● Aim
Duplicate the stretch of the items from the line containing "Please trace the outline of every instance of the glass" through the end of the items, and do so without changing any of it.

(Stored data)
---

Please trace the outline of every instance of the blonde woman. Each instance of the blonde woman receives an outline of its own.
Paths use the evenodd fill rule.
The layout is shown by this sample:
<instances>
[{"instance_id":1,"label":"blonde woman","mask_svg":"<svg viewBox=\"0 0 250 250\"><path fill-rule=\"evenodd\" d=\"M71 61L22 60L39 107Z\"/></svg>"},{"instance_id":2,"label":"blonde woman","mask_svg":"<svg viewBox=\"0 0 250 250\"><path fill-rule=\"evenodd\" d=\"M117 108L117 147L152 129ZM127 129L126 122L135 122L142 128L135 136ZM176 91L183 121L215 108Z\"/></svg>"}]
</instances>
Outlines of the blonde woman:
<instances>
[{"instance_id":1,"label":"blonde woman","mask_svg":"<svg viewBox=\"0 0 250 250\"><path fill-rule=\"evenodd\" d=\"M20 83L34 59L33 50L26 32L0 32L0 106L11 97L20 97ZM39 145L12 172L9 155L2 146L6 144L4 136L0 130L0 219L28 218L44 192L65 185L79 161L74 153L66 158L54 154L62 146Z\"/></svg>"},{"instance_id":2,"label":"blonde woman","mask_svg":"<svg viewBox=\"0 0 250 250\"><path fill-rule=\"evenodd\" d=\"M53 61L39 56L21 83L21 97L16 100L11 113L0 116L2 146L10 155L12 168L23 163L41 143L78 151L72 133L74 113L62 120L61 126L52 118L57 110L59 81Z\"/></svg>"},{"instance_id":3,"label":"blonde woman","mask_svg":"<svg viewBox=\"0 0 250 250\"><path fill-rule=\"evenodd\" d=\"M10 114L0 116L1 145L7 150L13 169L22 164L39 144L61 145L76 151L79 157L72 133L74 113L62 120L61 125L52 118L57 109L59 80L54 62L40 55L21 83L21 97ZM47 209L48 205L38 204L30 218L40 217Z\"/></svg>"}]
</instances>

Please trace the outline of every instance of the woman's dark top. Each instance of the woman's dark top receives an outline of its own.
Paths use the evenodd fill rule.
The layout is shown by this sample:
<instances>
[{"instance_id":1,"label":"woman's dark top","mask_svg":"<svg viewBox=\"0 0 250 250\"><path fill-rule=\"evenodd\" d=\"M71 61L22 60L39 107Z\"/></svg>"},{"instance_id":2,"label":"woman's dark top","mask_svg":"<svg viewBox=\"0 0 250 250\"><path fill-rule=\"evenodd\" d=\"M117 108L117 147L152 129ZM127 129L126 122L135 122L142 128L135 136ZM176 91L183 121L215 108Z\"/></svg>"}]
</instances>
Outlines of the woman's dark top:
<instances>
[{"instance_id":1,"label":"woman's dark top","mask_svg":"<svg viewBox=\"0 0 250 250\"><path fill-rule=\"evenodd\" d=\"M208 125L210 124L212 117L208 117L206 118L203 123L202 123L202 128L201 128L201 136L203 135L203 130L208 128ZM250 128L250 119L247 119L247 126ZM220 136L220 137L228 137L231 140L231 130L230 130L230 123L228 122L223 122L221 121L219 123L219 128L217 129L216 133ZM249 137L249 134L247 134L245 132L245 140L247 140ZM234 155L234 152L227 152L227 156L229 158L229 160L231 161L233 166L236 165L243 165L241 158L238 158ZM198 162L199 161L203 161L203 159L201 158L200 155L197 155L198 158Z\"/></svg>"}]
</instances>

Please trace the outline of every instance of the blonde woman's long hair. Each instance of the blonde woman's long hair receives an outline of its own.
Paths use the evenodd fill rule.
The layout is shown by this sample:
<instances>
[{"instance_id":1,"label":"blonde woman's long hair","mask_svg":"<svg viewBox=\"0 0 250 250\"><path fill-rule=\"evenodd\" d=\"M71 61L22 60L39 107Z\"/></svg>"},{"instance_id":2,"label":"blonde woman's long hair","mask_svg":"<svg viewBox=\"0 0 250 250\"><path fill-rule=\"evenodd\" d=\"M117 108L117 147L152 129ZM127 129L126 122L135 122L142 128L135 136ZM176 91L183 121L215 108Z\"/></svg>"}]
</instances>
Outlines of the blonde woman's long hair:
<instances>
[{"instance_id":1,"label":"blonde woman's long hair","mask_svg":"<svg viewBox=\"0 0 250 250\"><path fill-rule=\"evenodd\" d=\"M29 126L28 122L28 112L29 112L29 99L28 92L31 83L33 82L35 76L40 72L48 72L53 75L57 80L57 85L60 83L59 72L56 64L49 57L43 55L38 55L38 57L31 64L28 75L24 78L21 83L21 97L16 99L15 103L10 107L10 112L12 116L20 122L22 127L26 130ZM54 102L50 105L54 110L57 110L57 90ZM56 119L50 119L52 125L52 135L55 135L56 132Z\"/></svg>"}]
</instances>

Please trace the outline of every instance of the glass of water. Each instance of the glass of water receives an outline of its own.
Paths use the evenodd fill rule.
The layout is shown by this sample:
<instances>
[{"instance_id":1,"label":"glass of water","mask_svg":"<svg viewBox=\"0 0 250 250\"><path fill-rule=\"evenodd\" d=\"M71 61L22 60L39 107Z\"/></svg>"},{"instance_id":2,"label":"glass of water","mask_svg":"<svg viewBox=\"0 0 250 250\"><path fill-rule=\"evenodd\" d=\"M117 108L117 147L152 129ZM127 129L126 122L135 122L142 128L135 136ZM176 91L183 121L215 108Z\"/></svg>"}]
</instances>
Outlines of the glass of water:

---

● Response
Please trace the outline of every instance of the glass of water. Each instance of the glass of water receives an outline of its own.
Paths use the evenodd fill rule.
The layout is shown by this sample:
<instances>
[{"instance_id":1,"label":"glass of water","mask_svg":"<svg viewBox=\"0 0 250 250\"><path fill-rule=\"evenodd\" d=\"M71 61L22 60L39 107Z\"/></svg>"},{"instance_id":2,"label":"glass of water","mask_svg":"<svg viewBox=\"0 0 250 250\"><path fill-rule=\"evenodd\" d=\"M117 108L117 147L152 129ZM127 129L126 122L135 122L142 128L135 136ZM176 91L183 121L215 108Z\"/></svg>"}]
</instances>
Outlines of the glass of water:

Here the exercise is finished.